PASSAGE TO READ:
※
I alighted on the term in the context of a photographer (and by the same token, any artist) who
a) thinks of something first;
b) pursues the notion for an extended period of time; and
c) makes it their own.
Thinking about it, they might not necessarily have thought of the idea first, but they must have picked it up early on and run with it successfully to effectively "make it their own" to the extent that other entrants would be seen as imitators.
[1Aug19] There is a section on oeuvres (a nouanced niche) written in August 2019.
This all stems from my documenting of notable photographers. With Idris Khan today (7Jan19) the list has reached critical mass, but it started with Abelardo Morell and went on to include O. Winston Link, the Bechers and ('to a certain extent') Ed Ruscha. I will now add members to the cluster on this page as I encounter them. Muybridge, obviously.
19Jan19 Nancy Burson added.
25Apr19 Gillian Wearing added.
6Jun20 Rachel Stevens added.
The page might also become a repository for such collective lists as war photographers, architectural specialists and so on.
※
WHAT THIS EXERCISE ASKS:
**A)** In the passage about photographers who make an idea their own, how would you translate "The page might also become a repository for such collective lists as war photographers, architectural specialists and so on." into Spanish?
**B)** According to the passage about photographers who make an idea their own, which photographer did the list start with?
**C)** Which photographers does the passage about photographers who make an idea their own name in the paragraph beginning "This all stems from my documenting of notable photographers"?
※
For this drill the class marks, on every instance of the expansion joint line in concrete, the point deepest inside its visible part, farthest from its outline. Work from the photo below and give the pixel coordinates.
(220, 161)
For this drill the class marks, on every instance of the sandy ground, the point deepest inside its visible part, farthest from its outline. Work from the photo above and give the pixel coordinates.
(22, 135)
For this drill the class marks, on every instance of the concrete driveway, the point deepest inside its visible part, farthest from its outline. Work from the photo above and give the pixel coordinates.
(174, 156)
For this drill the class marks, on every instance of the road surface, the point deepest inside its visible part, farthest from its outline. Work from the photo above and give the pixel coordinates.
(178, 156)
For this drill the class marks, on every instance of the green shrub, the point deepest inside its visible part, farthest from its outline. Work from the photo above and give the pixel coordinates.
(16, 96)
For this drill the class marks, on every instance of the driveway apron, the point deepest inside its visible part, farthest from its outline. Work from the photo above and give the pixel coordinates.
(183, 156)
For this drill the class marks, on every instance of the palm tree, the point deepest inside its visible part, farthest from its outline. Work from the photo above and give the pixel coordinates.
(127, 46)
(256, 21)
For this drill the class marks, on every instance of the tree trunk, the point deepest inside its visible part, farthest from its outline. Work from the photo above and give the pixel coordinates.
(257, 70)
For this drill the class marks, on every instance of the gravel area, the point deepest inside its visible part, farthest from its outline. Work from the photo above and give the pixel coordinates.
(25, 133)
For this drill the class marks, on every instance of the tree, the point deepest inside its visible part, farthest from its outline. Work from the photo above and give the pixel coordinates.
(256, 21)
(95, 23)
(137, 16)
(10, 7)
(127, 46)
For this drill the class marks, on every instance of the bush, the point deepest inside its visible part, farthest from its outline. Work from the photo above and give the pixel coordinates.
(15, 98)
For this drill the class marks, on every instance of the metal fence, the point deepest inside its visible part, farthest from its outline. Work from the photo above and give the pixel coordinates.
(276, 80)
※
SOLUTIONS FOR EACH TASK:
**A)** La página también podría convertirse en un repositorio de listas colectivas como fotógrafos de guerra, especialistas en arquitectura, etc.

**B)** Abelardo Morell.

**C)**
- Idris Khan
- Abelardo Morell
- O. Winston Link
- the Bechers
- Ed Ruscha
- Muybridge